- _Goal A_: Extract the entire passage on the plaintiff's sales through Connecticut schoolteachers, reproducing it word for word.

Applying this construction of the term in the present context, we conclude that the Connecticut schoolteachers who participate in the plaintiff's program may be considered its representatives. The trial court found that the plaintiff is a “for profit” mail order business that distributes its books and related products “only through schools,” that approximately 14,000 teachers “participate in [the plaintiff's] programs” and that the plaintiff has no other personnel or means of selling its products in Connecticut. Accordingly, the teachers serve as the sole conduit through which the plaintiff advertises, markets, sells and delivers its products to Connecticut schoolchildren. Although individual teachers may decide not to participate in the program, those who participate distribute the plaintiff's catalogs, flyers, order forms and other materials to the children in their classrooms. The children then bring the information home to their parents and purchase the plaintiff's products by returning the completed order forms, with payments, to the teachers for submission to the plaintiff. All products ordered and sold through this process are delivered to the teachers, who, in turn, distribute them to their students and resolve any issues that may arise thereafter, such as damaged or defective products, backordered products and refunds. In other words, the plaintiff is able to sell its products in Connecticut only through the teachers who participate in its program.

Records from a data collection
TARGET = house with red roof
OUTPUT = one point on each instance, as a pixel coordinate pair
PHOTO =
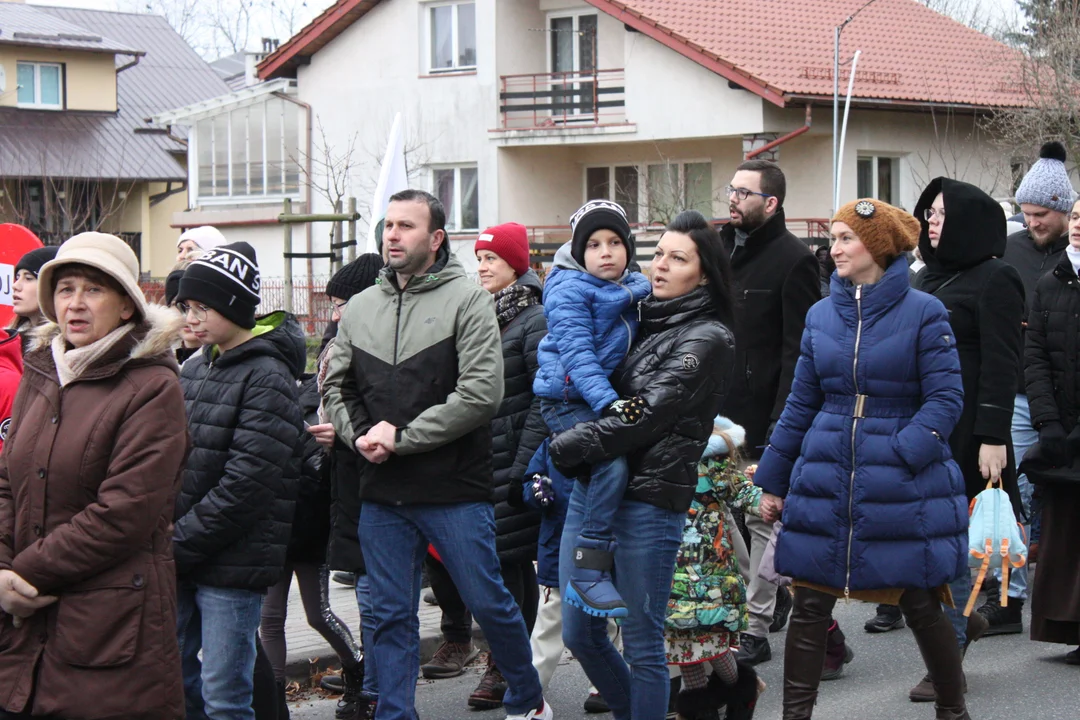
(522, 109)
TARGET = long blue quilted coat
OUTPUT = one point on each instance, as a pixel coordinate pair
(875, 501)
(591, 325)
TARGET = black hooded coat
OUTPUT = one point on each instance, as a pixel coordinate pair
(985, 301)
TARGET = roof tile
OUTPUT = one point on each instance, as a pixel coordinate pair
(909, 53)
(104, 145)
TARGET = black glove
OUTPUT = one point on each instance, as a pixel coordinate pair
(1074, 442)
(1053, 443)
(570, 467)
(541, 489)
(629, 410)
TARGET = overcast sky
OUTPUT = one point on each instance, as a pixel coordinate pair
(308, 9)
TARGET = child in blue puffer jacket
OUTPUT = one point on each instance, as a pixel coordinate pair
(591, 304)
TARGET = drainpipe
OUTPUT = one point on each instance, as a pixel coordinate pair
(781, 140)
(135, 58)
(307, 172)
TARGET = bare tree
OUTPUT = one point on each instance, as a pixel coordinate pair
(62, 191)
(186, 16)
(216, 28)
(1047, 82)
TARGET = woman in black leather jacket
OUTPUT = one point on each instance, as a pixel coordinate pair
(678, 369)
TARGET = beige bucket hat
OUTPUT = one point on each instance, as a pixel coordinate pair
(100, 250)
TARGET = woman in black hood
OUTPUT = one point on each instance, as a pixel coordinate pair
(962, 241)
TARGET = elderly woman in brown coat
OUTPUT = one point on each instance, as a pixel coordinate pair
(88, 480)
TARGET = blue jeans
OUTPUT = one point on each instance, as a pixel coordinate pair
(395, 540)
(961, 591)
(367, 635)
(221, 622)
(1024, 436)
(648, 539)
(608, 479)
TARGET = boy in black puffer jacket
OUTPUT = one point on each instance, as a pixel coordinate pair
(234, 512)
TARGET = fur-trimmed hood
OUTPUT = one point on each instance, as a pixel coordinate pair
(151, 342)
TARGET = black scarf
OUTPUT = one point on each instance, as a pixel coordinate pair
(510, 301)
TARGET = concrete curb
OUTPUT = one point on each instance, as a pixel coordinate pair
(300, 669)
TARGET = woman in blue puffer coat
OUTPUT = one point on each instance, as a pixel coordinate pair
(874, 506)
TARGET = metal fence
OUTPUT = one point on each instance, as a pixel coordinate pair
(310, 303)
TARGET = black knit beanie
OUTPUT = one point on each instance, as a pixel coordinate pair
(173, 286)
(355, 277)
(599, 215)
(35, 259)
(227, 280)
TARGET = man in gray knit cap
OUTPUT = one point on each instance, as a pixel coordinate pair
(1045, 198)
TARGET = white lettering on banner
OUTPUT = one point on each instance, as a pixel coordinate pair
(7, 277)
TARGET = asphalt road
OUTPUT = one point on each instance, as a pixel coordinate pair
(1009, 678)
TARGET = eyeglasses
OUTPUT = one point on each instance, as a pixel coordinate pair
(197, 310)
(743, 193)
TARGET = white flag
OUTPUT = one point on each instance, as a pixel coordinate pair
(392, 178)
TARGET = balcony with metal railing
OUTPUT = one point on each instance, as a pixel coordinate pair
(563, 102)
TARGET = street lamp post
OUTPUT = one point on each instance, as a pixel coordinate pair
(836, 100)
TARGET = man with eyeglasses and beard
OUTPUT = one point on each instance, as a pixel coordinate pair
(775, 283)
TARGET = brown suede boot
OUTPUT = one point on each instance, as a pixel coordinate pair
(805, 651)
(933, 633)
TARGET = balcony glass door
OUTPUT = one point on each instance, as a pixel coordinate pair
(574, 67)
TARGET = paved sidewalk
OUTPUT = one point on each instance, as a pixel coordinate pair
(307, 648)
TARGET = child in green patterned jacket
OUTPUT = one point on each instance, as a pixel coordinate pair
(707, 606)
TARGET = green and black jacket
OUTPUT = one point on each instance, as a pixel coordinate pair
(426, 358)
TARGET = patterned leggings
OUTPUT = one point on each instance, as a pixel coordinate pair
(697, 676)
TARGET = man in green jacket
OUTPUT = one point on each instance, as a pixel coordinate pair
(414, 380)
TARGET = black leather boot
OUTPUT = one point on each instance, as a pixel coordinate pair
(936, 640)
(805, 651)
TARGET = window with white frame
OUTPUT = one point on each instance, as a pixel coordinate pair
(674, 187)
(250, 153)
(653, 192)
(40, 85)
(451, 32)
(878, 176)
(618, 182)
(457, 189)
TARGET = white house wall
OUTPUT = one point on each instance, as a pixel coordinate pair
(679, 111)
(356, 83)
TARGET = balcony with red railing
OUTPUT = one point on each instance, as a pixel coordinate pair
(563, 100)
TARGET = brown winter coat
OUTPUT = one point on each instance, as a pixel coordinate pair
(88, 481)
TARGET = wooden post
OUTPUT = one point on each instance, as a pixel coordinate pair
(288, 259)
(352, 229)
(338, 238)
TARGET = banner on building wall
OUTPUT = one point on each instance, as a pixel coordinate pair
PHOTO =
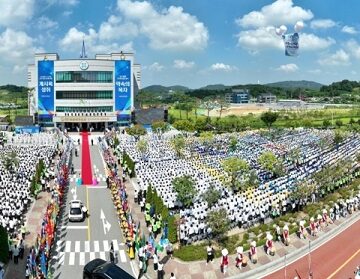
(122, 89)
(46, 88)
(291, 42)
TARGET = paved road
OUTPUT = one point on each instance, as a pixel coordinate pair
(335, 259)
(78, 243)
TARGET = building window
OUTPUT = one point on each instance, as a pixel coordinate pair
(65, 95)
(88, 76)
(85, 109)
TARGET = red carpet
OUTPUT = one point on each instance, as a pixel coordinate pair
(86, 169)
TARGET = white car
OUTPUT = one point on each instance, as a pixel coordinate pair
(76, 212)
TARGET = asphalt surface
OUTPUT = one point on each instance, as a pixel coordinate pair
(336, 259)
(79, 242)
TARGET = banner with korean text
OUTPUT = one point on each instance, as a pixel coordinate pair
(122, 89)
(46, 88)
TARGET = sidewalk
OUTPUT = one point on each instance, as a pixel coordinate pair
(266, 263)
(34, 219)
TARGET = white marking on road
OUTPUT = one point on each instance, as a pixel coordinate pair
(61, 258)
(76, 227)
(106, 245)
(87, 246)
(82, 258)
(96, 246)
(116, 245)
(77, 246)
(68, 246)
(122, 256)
(103, 256)
(71, 258)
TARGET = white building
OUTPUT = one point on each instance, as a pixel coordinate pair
(83, 92)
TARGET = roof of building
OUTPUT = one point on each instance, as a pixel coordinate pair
(24, 120)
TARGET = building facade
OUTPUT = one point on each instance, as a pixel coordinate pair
(238, 96)
(83, 93)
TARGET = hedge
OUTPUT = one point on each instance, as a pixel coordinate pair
(4, 245)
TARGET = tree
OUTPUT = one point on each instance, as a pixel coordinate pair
(136, 130)
(211, 196)
(159, 125)
(236, 169)
(326, 123)
(184, 186)
(4, 245)
(178, 143)
(269, 118)
(218, 222)
(184, 125)
(222, 104)
(338, 123)
(10, 161)
(142, 146)
(270, 163)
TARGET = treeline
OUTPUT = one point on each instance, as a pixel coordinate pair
(342, 87)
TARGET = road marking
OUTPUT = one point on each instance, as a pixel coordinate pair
(122, 256)
(68, 246)
(96, 246)
(344, 264)
(88, 208)
(71, 258)
(76, 227)
(116, 245)
(103, 256)
(77, 246)
(106, 245)
(87, 246)
(82, 258)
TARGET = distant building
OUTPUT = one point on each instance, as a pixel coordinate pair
(267, 98)
(238, 96)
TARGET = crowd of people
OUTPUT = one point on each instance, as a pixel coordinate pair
(315, 150)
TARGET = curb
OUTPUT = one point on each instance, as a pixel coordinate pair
(277, 264)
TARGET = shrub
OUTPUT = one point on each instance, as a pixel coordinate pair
(4, 245)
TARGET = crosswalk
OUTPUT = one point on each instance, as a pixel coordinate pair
(79, 253)
(100, 177)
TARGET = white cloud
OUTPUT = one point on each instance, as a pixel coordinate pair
(349, 30)
(93, 43)
(46, 23)
(155, 67)
(265, 38)
(170, 29)
(322, 23)
(277, 13)
(222, 67)
(338, 58)
(288, 68)
(182, 64)
(114, 27)
(14, 13)
(354, 48)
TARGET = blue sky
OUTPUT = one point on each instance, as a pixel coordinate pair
(191, 43)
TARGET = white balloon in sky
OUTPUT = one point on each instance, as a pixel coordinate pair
(283, 29)
(299, 26)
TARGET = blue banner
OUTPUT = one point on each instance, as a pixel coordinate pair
(122, 89)
(291, 42)
(46, 88)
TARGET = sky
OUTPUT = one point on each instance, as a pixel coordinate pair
(188, 42)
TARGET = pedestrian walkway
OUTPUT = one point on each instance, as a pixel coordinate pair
(199, 269)
(33, 224)
(78, 253)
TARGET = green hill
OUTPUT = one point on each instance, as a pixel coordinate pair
(305, 84)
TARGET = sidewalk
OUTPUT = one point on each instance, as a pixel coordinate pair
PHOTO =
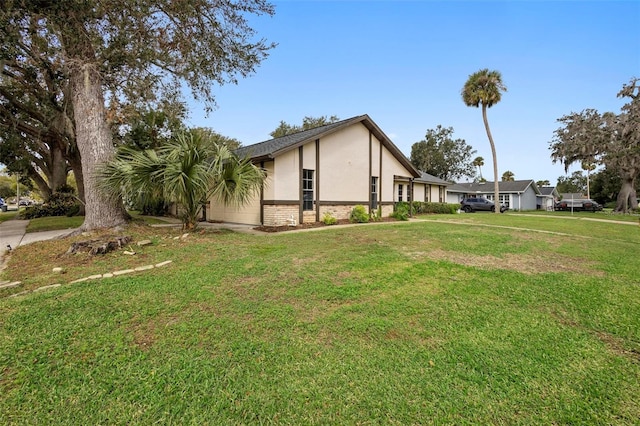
(13, 234)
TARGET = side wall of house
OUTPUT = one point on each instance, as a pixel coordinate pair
(342, 164)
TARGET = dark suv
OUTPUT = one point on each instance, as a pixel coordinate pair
(471, 205)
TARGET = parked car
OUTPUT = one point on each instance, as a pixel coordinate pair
(471, 205)
(578, 205)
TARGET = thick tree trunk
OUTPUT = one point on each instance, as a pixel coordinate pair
(496, 184)
(58, 168)
(76, 166)
(43, 185)
(627, 196)
(93, 138)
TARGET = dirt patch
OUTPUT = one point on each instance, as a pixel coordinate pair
(530, 263)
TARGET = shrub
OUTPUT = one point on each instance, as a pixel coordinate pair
(435, 208)
(376, 215)
(359, 215)
(401, 211)
(59, 204)
(328, 219)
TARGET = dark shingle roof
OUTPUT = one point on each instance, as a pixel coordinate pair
(504, 186)
(271, 148)
(546, 190)
(427, 178)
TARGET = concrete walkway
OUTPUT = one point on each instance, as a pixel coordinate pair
(13, 234)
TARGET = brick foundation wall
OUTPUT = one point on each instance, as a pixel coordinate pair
(279, 215)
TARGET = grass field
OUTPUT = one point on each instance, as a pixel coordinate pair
(455, 319)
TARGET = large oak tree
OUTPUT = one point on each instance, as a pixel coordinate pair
(608, 139)
(126, 49)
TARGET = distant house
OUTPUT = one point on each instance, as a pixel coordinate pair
(516, 195)
(547, 198)
(329, 169)
(572, 196)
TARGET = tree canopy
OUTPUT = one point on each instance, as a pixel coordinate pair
(508, 176)
(608, 139)
(127, 51)
(484, 88)
(575, 183)
(308, 123)
(441, 155)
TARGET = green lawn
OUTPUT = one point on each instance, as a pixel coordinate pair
(456, 319)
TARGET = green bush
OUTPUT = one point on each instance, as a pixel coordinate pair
(328, 219)
(434, 208)
(376, 215)
(59, 204)
(401, 211)
(359, 215)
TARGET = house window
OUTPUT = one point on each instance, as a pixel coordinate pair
(307, 189)
(374, 192)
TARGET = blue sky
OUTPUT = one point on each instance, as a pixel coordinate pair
(404, 63)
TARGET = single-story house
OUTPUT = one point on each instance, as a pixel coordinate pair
(547, 198)
(516, 194)
(329, 169)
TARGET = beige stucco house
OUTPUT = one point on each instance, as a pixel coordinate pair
(331, 168)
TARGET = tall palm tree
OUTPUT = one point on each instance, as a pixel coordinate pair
(479, 162)
(508, 176)
(188, 170)
(588, 166)
(485, 88)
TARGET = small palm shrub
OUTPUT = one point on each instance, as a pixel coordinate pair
(359, 215)
(328, 219)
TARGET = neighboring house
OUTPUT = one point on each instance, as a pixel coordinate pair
(516, 195)
(329, 169)
(573, 196)
(547, 198)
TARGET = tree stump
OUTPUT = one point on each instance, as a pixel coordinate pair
(101, 246)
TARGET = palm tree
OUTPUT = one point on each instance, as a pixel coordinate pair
(508, 176)
(479, 162)
(588, 166)
(188, 170)
(485, 88)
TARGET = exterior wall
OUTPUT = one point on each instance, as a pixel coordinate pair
(286, 172)
(344, 166)
(348, 158)
(528, 199)
(454, 197)
(280, 215)
(248, 214)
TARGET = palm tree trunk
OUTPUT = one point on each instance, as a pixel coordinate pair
(496, 185)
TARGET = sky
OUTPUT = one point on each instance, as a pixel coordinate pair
(404, 64)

- _Goal B_: Filter the records, copying every line that contains the word "brown".

- _Correct output A_:
Applying this construction of the term in the present context, we conclude that the Connecticut schoolteachers who participate in the plaintiff's program may be considered its representatives. The trial court found that the plaintiff is a “for profit” mail order business that distributes its books and related products “only through schools,” that approximately 14,000 teachers “participate in [the plaintiff's] programs” and that the plaintiff has no other personnel or means of selling its products in Connecticut. Accordingly, the teachers serve as the sole conduit through which the plaintiff advertises, markets, sells and delivers its products to Connecticut schoolchildren. Although individual teachers may decide not to participate in the program, those who participate distribute the plaintiff's catalogs, flyers, order forms and other materials to the children in their classrooms. The children then bring the information home to their parents and purchase the plaintiff's products by returning the completed order forms, with payments, to the teachers for submission to the plaintiff. All products ordered and sold through this process are delivered to the teachers, who, in turn, distribute them to their students and resolve any issues that may arise thereafter, such as damaged or defective products, backordered products and refunds. In other words, the plaintiff is able to sell its products in Connecticut only through the teachers who participate in its program.

- _Correct output B_:
TARGET = elderly woman in brown coat
TARGET = brown suede boot
TARGET = brown winter coat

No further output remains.